◆ Written problem: Arrange every one of the rows below as a JSON list of strings, with one string for each line and blank lines dropped.

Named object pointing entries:
————————

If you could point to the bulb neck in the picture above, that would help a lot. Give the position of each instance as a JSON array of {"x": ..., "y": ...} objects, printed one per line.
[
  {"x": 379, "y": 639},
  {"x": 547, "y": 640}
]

————————

◆ Output of the exercise:
[
  "If you could point to the bulb neck in the picture above, that would help a lot. Give the position of each instance as a JSON array of {\"x\": ..., \"y\": ...} objects, printed one per line.",
  "[",
  "  {\"x\": 379, \"y\": 639},",
  "  {\"x\": 547, \"y\": 640}",
  "]"
]